§ **Objective**: Give the listing again exactly, omitting its images.

§ **Given records**:
>> START
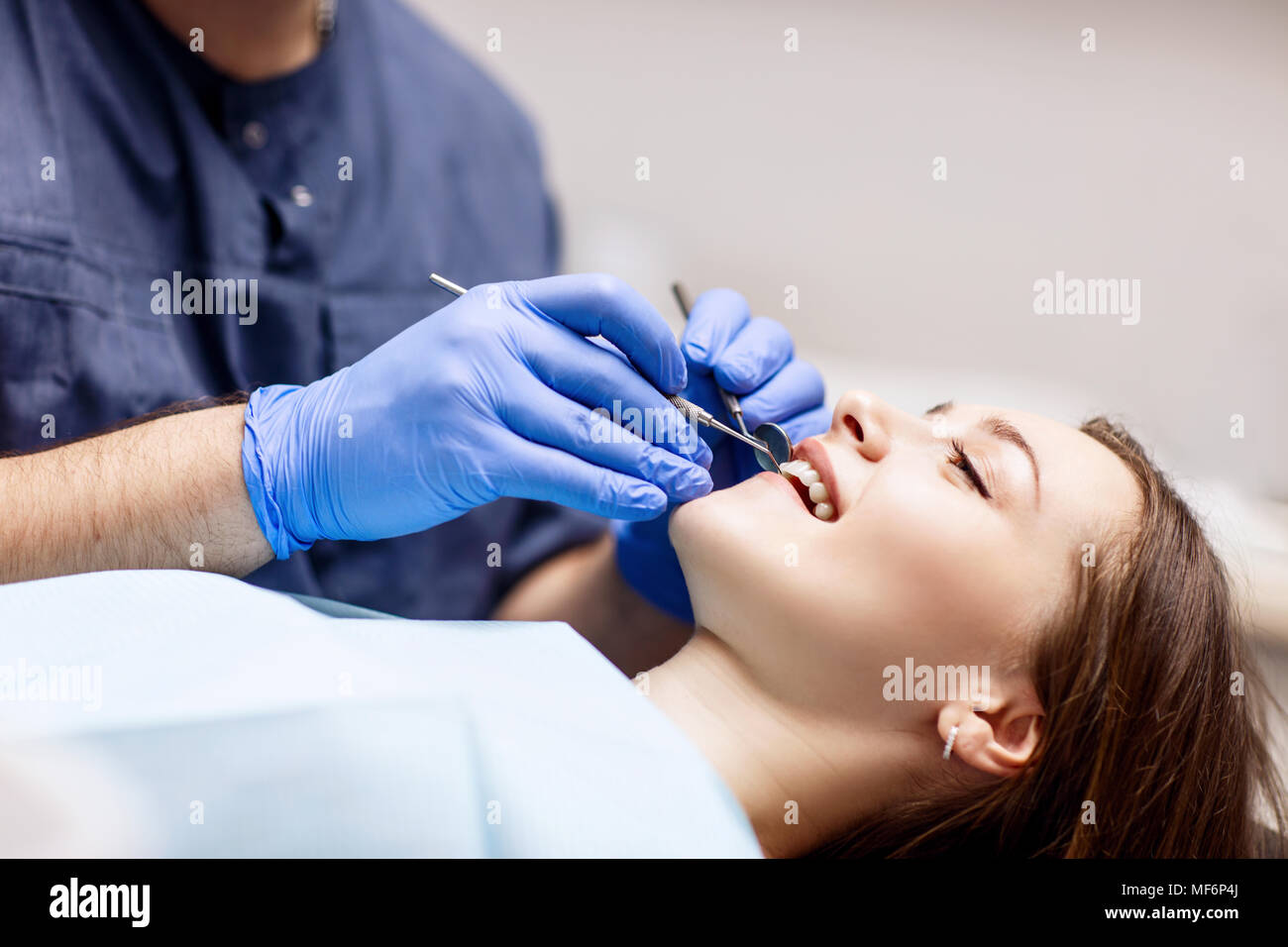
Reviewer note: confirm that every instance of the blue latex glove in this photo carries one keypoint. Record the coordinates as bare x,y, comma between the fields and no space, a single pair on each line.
492,395
752,359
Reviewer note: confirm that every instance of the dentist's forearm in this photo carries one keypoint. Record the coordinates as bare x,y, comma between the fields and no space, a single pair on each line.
585,589
162,493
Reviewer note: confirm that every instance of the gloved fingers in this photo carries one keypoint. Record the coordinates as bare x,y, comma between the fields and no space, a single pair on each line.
548,474
754,356
550,419
591,375
797,388
600,304
715,320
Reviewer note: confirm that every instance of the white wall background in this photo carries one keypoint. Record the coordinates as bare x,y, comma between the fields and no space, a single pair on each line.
814,169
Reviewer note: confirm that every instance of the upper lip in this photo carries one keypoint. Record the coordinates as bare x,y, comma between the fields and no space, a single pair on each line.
811,450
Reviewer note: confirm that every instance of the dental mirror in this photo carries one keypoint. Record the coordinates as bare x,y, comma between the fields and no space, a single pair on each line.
778,444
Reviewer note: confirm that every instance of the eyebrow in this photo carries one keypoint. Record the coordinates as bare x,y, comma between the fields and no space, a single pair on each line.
1000,428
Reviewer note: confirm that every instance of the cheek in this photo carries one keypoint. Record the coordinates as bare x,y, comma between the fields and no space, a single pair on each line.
743,554
921,561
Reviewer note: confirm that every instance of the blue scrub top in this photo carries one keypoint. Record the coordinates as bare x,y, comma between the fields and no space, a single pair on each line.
127,158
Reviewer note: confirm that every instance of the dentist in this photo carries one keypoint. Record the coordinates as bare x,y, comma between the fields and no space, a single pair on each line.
333,155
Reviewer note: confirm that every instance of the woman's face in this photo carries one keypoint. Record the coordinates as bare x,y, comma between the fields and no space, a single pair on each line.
917,561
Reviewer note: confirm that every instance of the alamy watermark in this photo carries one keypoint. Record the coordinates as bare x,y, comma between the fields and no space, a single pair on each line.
1077,296
191,296
657,425
913,682
53,684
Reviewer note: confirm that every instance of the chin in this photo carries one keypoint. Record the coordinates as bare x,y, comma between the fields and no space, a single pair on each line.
711,538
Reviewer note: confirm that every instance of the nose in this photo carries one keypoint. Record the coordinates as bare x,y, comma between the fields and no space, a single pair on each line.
863,421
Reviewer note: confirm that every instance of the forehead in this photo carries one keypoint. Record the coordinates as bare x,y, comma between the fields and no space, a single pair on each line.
1083,483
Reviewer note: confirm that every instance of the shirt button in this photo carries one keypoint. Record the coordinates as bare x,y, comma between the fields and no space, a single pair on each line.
254,134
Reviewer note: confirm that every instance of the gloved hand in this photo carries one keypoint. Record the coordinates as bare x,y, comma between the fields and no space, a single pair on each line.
492,395
752,359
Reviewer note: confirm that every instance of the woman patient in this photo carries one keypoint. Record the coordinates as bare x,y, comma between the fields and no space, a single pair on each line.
1059,560
1107,703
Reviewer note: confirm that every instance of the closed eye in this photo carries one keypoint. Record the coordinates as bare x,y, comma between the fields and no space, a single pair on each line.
961,460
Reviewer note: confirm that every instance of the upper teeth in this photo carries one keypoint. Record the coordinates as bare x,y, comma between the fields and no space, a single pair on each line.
806,474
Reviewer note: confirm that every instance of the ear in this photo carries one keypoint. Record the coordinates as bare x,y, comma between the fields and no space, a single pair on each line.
1001,737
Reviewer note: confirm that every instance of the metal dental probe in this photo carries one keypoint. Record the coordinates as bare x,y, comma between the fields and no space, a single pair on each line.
771,434
691,411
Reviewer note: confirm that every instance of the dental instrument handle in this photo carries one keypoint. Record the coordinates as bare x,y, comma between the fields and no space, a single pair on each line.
443,282
698,415
691,411
730,402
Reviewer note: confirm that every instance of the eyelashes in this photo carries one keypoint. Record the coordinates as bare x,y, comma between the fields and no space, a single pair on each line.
961,460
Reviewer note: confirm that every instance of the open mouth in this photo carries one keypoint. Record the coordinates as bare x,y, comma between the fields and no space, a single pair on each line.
809,484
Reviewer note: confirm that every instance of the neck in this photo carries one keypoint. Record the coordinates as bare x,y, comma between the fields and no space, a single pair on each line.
246,40
773,754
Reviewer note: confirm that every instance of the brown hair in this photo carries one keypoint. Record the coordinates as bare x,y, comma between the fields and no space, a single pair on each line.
1141,716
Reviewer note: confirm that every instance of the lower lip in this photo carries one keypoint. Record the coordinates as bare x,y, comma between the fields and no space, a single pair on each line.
780,482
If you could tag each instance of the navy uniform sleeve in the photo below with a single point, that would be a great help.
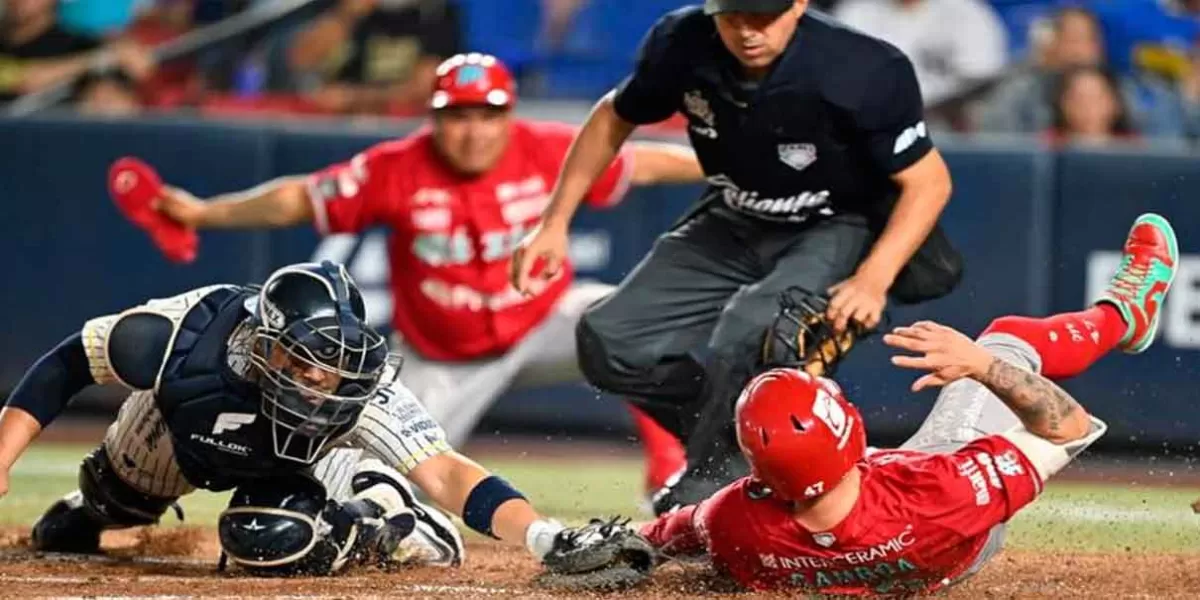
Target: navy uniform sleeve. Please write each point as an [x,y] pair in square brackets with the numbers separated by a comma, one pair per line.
>> END
§ **Task solution**:
Reviewer note: confirm that every instance of the blue latex glove in this photo carries one keypoint. Record the coordinates as bare x,y, comma between the fields and no space, a single pair on each line.
492,395
752,359
Reviewer note: confirm that every instance of the dentist's forearm in this photo carries one keypoint. Record the coordinates as bare x,y, comma between the fields and no space, a single pair on each line.
585,589
162,493
Reviewer note: confirm that every instance of the gloved fingers in this photo carries one keypoint. Record the coordinates as bare x,y, comma between the fields and no space, a single pair on each line.
548,474
754,356
550,419
591,375
797,388
600,304
715,320
Reviewer note: confirm that every instance of the white wall background in this photo carries one keypoint. Record the coordinates as bare x,y, comma between the fields and no space, a single pair on each line.
814,169
Reviewer note: confirm that every instance of the upper lip in this photo carries one keypoint. Record the coordinates as bare x,y, comma between the fields and no space, a single pair on each line.
811,450
Reviewer note: confirm that every instance of the dental mirror in this photo carries one keypoint. Record the coordinates as bare x,y, comma between the fields and no space, a single pair on each line.
778,444
Reviewer note: confirm that every instance of the eyebrow in this photo carries one keypoint. Record the coordinates as bare x,y, comma between the fields and no space, a single pair on each line.
1000,428
Reviewer note: confirm that every instance of the cheek in this photo carries one keypoint. Record the coordinates as bare x,y, comma between the fields and no space, a single pair on each line.
743,554
921,561
Reviewer note: confirm that every instance of the blue scrub top in this photo carries one keypoint. Record the coordinates as bare x,y, comma between the fields and no space, a single pair on each line.
127,158
Reviewer note: confirm that every instance of the dentist in this photo carries one keypoint. Record the coordinates as bare x,y, comma between the fields and no space, a single pair on each line.
333,155
Reviewer note: confirm that every instance of the woman's face in this photo carries one keypoint. Record the coordinates as bare x,y, comma between the fields and no space, a single pair on each line.
917,561
Reviewer note: confirm that every instance of the alamy watermark in this photo carries one keypoint. Record the coordinates as bare x,y, comma between the fields and no space, a single pair on each line.
1077,296
191,296
657,425
913,682
53,684
Reviewer note: confirm that every instance of the chin in this photo carries one keypoint. Record the coordinates as bare x,y, comma between the fields and no space, a single pair on each line.
711,538
Reviewer note: confirm that every instance of the nose in this photo carries one keypoint. Record the coordinates as bare x,y, comma between the fields and no space, a single pair on each line.
863,421
Reviewer note: confirm that every instance of the forehead in this photo carries one keypoint. Record the coordinates as bare x,y, comma between the fields and no space, a single pair on each line.
1083,483
Reviewer note: confirm that every instance of the shirt button in this photo carries one keypoint. Record the coordinates as bare x,y, comma between the fields and no space, a single pair on each line.
254,134
Reviewer note: confirm that every instance of the gloved hand in this photo carries one keypoint. Record the coordinates as bare x,y, comma between the fields and no space, a single pair on each line.
492,395
752,359
Reviewer note: confirm that every instance of the woman patient in this photo carries one keypoint. Record the coordinates as bare x,y, comma between the fields and no space, a single pair on each line.
1059,560
1107,703
Reviewer note: confirm that every instance of the closed eye in this photo carries one keypoint. Record the coordinates as bare x,y, comma between the fields and no space, a single pair on each line.
961,460
Reviewer note: confirm that every instance of the upper teeth in this photo carries one keypoint. Record the coordinates as bare x,y, comma between the fields and no space, a single pair on each line.
806,474
Reviewer note: confirm that every instance of the ear in this photo carries one keypoint. Record the coordinates as bare x,y, comma between the fields and no space, a single pair on each line.
1001,737
Reviewer note: confirm that every instance of the metal dental probe in this photo carries one keypoint. Record the coordinates as bare x,y, comma between the fields and no space, a single pair on each line.
771,434
691,411
Reviewer note: confirm that every instance of the dental instrument handle in this photo carries one keypoint. Record the coordinates as bare x,y, comma between the fields and no space, a single pair on each line.
443,282
698,415
691,411
730,402
Reviewer note: confirm that every instance of the eyelashes in this photo carries one keypoint. Record the coordinates as bare x,y, comma between the fields and no space, a single pair on each line.
961,460
Reviewer note: confirm that every instance of the open mouth in this photo carries one keypoint. Record the coordinates as bare x,y, comma between the fields and no space, a single pair on each line.
809,484
Reviewer note: confirm that every instance of the neck in this photo carries one keypoint. Record the coordinates as bare x,y, comma between the fields and no space, a single pair on each line.
246,40
773,754
Reviewer note: confirm that every instance of the brown hair in this photo carries one keypoint. Record the coordinates as bare x,y, comma between the fields and no space, a single pair on each line.
1141,716
Reviewer note: confirm that every instance of the lower lip in this photo carries one keypoint. Record the coordinates as bare x,y, comma between the fields and no space, a single pair on each line.
780,482
If you could tag each instance of the navy uniform sleeve in the photo below with a single point, that would be a great help.
Target: navy uniform sleeve. Please write each point as an [x,y] pair in square brackets with the numbers separated by a comma, one pair per line.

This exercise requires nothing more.